» SHORT TASK
Output as a JSON list of strings the lines from the line with "Kindly provide the mask of every instance of the tree" to the line with "M 53 46 L 53", both included, one string per line and blank lines omitted.

» Dataset rows
• • •

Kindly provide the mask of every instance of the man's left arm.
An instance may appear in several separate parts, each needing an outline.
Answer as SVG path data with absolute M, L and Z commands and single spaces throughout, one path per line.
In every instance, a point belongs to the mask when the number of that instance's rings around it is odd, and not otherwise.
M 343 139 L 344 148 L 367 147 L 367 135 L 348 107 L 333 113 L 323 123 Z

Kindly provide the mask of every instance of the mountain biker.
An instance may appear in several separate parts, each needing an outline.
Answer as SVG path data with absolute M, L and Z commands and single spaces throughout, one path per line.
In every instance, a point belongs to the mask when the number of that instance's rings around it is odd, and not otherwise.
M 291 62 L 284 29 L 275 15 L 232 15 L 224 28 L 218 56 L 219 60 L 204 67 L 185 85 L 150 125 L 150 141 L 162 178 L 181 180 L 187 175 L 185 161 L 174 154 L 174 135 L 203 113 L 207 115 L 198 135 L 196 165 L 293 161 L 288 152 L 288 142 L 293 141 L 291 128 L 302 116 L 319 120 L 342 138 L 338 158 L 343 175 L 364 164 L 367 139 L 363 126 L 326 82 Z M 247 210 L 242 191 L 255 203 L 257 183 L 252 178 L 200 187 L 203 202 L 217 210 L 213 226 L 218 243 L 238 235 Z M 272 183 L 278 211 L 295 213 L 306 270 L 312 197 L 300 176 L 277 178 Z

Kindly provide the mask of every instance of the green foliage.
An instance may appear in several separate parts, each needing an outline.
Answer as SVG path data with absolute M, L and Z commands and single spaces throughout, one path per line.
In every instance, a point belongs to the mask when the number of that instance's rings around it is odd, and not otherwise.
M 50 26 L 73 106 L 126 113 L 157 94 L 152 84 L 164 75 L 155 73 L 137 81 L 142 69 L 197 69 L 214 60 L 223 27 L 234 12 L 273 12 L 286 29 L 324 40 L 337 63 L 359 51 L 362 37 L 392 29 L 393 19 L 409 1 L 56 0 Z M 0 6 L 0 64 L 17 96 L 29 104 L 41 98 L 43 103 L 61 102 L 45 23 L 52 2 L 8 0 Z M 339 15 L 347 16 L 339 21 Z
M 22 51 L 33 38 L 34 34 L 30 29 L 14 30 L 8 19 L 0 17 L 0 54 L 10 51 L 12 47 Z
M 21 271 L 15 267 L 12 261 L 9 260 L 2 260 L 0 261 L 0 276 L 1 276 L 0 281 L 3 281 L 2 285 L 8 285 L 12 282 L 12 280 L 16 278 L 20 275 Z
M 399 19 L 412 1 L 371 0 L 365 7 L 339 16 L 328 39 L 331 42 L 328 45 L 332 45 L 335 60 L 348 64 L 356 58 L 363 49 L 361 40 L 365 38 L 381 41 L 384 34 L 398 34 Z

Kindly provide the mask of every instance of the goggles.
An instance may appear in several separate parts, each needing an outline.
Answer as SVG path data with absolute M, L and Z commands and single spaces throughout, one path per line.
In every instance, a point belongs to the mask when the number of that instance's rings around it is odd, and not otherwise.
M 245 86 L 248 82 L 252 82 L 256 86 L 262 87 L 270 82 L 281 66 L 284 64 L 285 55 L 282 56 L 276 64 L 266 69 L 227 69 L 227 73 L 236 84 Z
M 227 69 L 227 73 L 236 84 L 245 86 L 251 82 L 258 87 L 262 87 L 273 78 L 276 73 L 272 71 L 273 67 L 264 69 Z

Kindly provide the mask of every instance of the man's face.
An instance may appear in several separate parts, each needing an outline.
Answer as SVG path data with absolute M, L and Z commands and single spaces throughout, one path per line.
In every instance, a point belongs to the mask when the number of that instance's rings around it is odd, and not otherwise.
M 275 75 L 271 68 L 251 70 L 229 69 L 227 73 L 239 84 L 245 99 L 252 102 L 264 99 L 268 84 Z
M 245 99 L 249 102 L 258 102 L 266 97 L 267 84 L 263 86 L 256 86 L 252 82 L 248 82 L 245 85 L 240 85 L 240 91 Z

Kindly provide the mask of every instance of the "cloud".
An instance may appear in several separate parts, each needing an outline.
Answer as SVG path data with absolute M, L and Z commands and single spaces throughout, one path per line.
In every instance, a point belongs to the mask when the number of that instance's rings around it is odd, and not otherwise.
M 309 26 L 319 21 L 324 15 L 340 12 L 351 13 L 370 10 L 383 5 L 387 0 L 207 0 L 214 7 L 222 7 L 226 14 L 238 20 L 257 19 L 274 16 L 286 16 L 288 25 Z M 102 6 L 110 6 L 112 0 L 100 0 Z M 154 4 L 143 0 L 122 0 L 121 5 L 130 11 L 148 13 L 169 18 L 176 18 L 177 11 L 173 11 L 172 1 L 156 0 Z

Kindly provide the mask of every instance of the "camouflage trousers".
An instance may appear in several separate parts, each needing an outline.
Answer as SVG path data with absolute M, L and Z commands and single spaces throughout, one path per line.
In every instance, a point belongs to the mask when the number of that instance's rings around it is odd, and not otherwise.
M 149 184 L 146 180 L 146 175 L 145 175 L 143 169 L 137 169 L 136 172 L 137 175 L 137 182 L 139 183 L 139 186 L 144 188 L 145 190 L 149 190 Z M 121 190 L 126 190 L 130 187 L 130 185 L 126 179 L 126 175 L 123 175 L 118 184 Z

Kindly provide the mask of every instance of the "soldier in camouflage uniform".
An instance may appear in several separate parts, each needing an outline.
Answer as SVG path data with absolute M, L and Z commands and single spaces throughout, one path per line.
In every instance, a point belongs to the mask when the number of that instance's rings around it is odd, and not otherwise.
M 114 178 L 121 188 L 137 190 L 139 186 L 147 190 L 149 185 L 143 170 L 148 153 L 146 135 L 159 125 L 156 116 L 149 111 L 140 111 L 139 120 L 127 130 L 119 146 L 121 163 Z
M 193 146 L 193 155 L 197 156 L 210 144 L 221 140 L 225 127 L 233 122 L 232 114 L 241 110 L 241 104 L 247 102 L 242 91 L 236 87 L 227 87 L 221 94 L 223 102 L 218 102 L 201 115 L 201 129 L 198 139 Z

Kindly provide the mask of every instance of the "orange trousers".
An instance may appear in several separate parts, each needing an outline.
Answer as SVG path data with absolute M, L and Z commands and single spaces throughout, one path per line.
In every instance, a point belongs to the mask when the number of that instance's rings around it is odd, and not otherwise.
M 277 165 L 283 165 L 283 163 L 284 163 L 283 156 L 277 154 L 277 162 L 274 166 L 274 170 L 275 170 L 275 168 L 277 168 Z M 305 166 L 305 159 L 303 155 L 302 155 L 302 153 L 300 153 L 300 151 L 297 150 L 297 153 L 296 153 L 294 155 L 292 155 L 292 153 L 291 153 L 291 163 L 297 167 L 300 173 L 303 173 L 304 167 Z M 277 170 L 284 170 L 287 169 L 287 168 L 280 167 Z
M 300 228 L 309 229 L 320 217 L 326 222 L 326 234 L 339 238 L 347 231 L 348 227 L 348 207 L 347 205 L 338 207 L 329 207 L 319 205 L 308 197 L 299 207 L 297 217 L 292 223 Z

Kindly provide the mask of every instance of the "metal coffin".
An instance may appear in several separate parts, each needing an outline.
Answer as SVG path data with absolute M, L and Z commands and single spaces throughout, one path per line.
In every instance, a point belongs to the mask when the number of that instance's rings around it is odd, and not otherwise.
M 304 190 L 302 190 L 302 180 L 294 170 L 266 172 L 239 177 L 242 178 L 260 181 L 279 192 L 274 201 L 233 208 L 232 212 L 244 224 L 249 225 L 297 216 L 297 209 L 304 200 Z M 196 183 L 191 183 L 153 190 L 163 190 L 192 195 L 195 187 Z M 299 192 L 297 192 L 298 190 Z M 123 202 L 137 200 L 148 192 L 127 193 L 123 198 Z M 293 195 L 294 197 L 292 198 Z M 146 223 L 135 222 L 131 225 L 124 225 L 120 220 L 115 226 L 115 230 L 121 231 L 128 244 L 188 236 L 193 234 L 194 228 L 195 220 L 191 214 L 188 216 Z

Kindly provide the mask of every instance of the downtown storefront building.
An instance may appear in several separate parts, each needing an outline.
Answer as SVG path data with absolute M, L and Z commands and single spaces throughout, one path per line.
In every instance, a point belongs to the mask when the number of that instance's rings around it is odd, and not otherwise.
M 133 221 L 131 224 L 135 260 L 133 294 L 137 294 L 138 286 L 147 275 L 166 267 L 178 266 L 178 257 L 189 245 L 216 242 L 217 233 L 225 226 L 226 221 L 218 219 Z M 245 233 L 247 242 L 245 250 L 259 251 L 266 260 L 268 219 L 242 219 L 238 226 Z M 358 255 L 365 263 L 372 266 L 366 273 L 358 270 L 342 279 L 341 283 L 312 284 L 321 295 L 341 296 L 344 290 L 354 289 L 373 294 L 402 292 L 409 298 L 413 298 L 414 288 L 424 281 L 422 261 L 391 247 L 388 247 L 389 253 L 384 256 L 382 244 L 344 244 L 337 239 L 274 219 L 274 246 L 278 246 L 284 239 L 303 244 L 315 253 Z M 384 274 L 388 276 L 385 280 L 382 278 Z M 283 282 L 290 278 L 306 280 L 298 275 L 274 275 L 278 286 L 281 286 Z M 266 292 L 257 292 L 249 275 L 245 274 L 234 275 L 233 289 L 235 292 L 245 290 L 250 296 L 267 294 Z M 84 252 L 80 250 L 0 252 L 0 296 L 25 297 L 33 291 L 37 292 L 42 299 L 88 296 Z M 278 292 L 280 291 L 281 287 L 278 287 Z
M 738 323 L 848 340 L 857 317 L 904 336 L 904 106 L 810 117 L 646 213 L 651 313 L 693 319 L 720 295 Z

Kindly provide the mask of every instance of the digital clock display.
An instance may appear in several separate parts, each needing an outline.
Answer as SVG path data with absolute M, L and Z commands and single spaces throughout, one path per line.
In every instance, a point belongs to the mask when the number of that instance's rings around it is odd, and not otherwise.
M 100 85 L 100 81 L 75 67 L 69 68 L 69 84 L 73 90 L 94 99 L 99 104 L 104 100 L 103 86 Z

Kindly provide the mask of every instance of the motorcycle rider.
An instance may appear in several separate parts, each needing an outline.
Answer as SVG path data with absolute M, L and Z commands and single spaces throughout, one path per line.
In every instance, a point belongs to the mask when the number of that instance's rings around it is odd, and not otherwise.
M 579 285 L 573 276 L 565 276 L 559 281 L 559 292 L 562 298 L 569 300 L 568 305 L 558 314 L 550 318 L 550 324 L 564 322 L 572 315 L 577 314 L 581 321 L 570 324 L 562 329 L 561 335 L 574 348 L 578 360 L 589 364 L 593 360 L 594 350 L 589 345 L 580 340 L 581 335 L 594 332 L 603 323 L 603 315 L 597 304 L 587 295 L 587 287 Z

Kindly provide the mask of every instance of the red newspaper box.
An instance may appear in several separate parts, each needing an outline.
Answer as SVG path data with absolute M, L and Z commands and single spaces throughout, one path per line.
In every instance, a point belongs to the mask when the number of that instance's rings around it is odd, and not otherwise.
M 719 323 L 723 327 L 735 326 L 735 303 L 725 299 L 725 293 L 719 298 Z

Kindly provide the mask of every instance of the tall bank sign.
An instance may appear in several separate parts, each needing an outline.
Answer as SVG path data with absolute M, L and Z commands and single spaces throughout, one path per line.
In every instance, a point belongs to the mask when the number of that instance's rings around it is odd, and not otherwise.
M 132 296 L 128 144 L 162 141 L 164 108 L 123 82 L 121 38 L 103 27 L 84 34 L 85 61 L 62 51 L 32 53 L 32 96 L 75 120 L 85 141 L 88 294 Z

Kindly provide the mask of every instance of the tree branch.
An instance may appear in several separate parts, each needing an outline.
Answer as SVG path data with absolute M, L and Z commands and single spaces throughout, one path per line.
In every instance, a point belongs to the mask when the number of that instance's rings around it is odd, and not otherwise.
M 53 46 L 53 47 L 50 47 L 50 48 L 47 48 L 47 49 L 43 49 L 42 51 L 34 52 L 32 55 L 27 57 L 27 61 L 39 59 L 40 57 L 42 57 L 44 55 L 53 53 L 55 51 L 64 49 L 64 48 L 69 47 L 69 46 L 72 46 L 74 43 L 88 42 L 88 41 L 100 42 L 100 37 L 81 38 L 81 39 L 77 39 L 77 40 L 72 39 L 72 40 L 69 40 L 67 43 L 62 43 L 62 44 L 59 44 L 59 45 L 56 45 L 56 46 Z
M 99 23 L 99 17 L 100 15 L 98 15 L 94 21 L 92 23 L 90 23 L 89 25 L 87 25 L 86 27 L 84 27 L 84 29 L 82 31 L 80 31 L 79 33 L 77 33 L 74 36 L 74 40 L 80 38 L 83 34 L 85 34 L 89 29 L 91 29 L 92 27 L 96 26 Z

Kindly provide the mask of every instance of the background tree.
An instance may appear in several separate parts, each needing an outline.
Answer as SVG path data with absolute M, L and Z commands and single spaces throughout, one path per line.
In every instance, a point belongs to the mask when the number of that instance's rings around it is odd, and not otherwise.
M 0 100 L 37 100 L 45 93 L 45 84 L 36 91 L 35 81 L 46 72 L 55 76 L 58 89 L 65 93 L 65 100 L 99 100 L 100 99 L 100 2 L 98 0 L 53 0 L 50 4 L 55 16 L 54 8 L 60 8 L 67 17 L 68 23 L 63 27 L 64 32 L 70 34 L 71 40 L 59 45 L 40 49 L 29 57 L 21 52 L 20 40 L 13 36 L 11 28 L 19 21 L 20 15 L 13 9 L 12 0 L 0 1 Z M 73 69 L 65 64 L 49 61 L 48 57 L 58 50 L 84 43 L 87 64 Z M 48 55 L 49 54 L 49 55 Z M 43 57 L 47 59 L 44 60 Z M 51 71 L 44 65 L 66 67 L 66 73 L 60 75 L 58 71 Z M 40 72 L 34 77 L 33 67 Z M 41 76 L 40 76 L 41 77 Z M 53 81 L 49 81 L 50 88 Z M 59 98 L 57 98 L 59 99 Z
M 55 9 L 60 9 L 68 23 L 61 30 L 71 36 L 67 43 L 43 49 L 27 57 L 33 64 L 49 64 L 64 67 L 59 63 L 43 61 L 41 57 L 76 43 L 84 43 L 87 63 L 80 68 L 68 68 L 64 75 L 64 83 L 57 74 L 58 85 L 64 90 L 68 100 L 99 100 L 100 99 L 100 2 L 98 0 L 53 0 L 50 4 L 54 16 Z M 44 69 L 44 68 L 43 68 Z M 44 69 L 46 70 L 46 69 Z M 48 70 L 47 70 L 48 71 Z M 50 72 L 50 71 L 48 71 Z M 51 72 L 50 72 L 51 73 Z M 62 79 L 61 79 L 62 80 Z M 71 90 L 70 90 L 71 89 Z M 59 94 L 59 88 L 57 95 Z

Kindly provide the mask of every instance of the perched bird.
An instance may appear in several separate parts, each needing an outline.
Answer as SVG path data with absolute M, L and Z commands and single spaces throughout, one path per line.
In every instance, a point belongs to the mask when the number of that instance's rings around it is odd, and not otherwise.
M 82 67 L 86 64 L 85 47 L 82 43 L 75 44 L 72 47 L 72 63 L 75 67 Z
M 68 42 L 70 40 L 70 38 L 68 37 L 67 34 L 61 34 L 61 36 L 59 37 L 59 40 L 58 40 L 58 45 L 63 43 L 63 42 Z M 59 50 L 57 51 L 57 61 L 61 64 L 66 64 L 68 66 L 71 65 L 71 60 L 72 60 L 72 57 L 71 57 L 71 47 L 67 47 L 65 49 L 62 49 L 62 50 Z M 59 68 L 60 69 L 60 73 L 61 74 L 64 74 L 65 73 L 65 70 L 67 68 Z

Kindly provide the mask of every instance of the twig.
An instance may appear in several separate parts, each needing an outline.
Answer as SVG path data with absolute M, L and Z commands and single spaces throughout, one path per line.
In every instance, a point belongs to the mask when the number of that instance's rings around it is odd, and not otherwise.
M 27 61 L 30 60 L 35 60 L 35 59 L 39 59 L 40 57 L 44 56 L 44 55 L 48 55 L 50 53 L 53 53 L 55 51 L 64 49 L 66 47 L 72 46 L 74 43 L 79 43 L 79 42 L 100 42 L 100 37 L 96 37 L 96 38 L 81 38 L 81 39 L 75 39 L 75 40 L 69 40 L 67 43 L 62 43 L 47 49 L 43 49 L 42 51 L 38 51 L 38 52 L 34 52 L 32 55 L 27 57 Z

• • •

» TASK SOLUTION
[
  "Kindly provide the mask of every instance of the tree branch.",
  "An instance may appear in several separate parts, each needing an outline.",
  "Answer as SVG path data with absolute M, L and Z commands and single spaces throughout, one path per line.",
  "In every instance, a point belongs to the mask when the number of that instance's rings around it is odd, and not otherwise.",
  "M 53 46 L 53 47 L 50 47 L 50 48 L 47 48 L 47 49 L 43 49 L 42 51 L 34 52 L 32 55 L 27 57 L 27 61 L 39 59 L 40 57 L 42 57 L 44 55 L 53 53 L 55 51 L 64 49 L 64 48 L 69 47 L 69 46 L 72 46 L 74 43 L 88 42 L 88 41 L 100 42 L 100 37 L 81 38 L 81 39 L 77 39 L 77 40 L 72 39 L 72 40 L 69 40 L 67 43 L 62 43 L 62 44 L 59 44 L 59 45 L 56 45 L 56 46 Z"
]